Please write out the material again, starting with the line that contains "# point at: woman's hand" and going on through the line that contains "(1204, 657)". Keep every line in that span unchanged, except shift each answer coordinate by adding 143 to both of its numbers, and give nothing beyond those lines.

### Dataset rows

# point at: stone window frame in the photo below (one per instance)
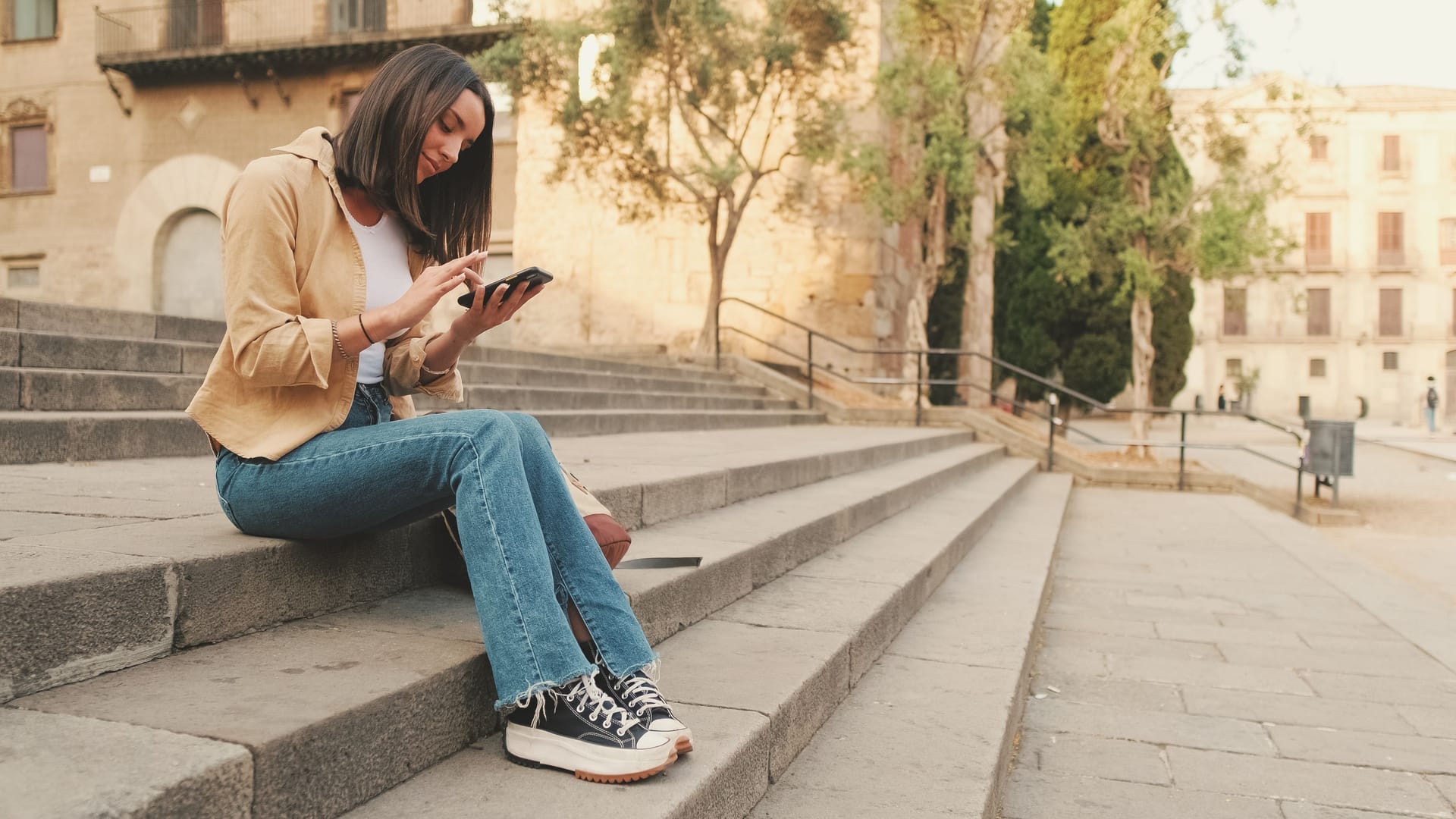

######
### Dataset rows

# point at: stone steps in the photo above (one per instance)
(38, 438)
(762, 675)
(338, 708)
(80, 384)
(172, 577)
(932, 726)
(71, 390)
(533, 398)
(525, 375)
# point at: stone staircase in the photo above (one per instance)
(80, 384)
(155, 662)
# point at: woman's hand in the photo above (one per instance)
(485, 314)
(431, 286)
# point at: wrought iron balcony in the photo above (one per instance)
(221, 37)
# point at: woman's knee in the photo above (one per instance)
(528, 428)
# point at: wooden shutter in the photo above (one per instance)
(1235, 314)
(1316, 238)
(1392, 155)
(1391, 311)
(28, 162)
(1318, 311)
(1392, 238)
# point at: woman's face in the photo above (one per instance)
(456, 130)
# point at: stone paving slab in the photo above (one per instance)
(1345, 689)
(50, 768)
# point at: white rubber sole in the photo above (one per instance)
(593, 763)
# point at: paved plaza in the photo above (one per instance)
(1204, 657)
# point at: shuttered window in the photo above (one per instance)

######

▶ Output below:
# point at: woman's hand in the photo above (one per instance)
(628, 457)
(574, 429)
# point at: wrought iron balcony in the photo above (one per instance)
(364, 180)
# point at: woman's knee in the photo above (one per instance)
(671, 571)
# point at: wooden shutter in the photo above (one per instance)
(1378, 457)
(1459, 381)
(1535, 298)
(1534, 454)
(171, 305)
(1461, 454)
(1535, 381)
# point at: woman's face in the photo above (one per instance)
(599, 273)
# point at: stone paving slab in the photo above (one per instance)
(1488, 832)
(193, 911)
# point at: white rubber sole in the photo above (one per instance)
(736, 906)
# point at: paved plaza in the photo above (one per instance)
(1347, 800)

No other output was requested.